SELECTED PASSAGE:
****************************************
ScienceBlogs
Home

Examining the democratic principle of consensus in Canada, Scotland, Spain and Italy

1
1
Examining the democratic principle of consensus in Canada, Scotland, Spain and Italy
Scotland - © Paul Hughes/Unsplash

Recent autonomy claims, emerging within and outside the European continent, significantly impact the relationship between people and territory. Referendums held in Italy, Canada, Scotland and Spain demonstrate that citizen participation legitimizes or, at the very least, strengthens centrally made decisions.

Asymmetric devolution phenomena are typically based on referendums as a foundational tool for such autonomy demands. How can we understand whether and to what extent the expression of popular consent "democratizes" secession and legitimizes claims that are normally seen as illegitimate threats to a country’s unity?

How can we understand whether and to what extent the expression of popular consent "democratizes" secession and legitimizes claims that are normally seen as illegitimate threats to a country’s unity?
****************************************
COLLECTED MATERIAL:
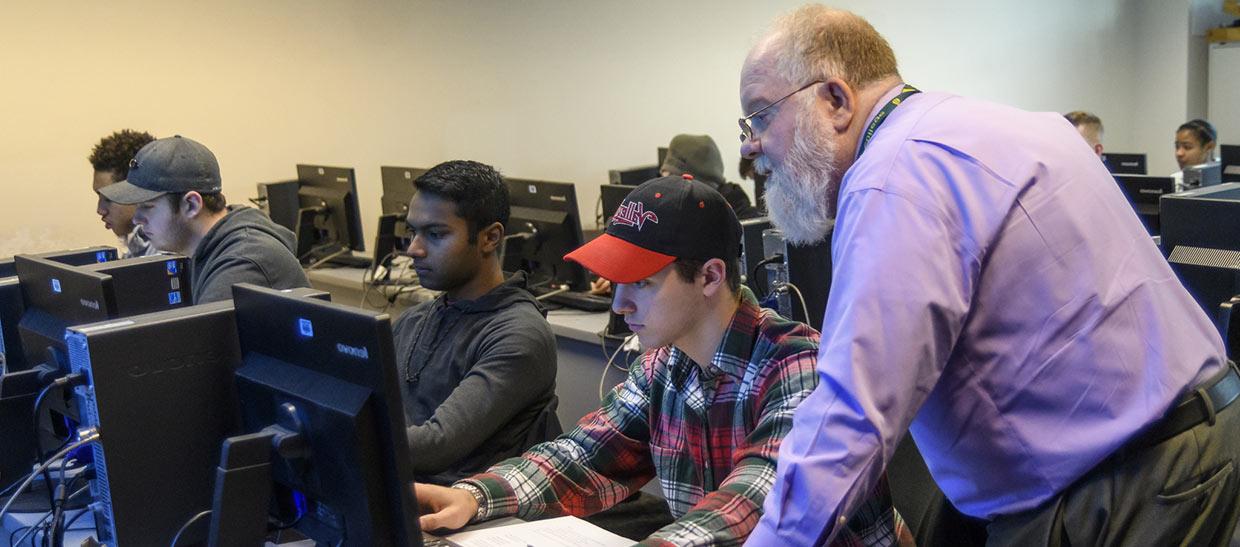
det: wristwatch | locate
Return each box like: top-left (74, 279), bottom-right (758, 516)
top-left (453, 483), bottom-right (486, 522)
****************************************
GOAL 1: In the consensus article, edit the part that opens with the words containing "Recent autonomy claims, emerging" and closes with "centrally made decisions.", replacing "autonomy claims" with "independence claims".
GOAL 2: According to the consensus article, what do the referendums held in Italy, Canada, Scotland and Spain demonstrate? Answer in one to three sentences.
GOAL 3:
Do these statements agree with the consensus article? For each, answer yes or no and quote the words that decide it.
(a) Asymmetric devolution phenomena are typically based on referendums.
(b) The autonomy claims discussed arise only within the European continent.
(c) One of the referendums mentioned was held in France.

WRITTEN REPLY 1:
Recent independence claims, emerging within and outside the European continent, significantly impact the relationship between people and territory. Referendums held in Italy, Canada, Scotland and Spain demonstrate that citizen participation legitimizes or, at the very least, strengthens centrally made decisions.

WRITTEN REPLY 2: They demonstrate that citizen participation legitimizes, or at the very least strengthens, centrally made decisions.

WRITTEN REPLY 3:
(a) Yes: "Asymmetric devolution phenomena are typically based on referendums as a foundational tool for such autonomy demands."
(b) No: "emerging within and outside the European continent"
(c) No: "Referendums held in Italy, Canada, Scotland and Spain"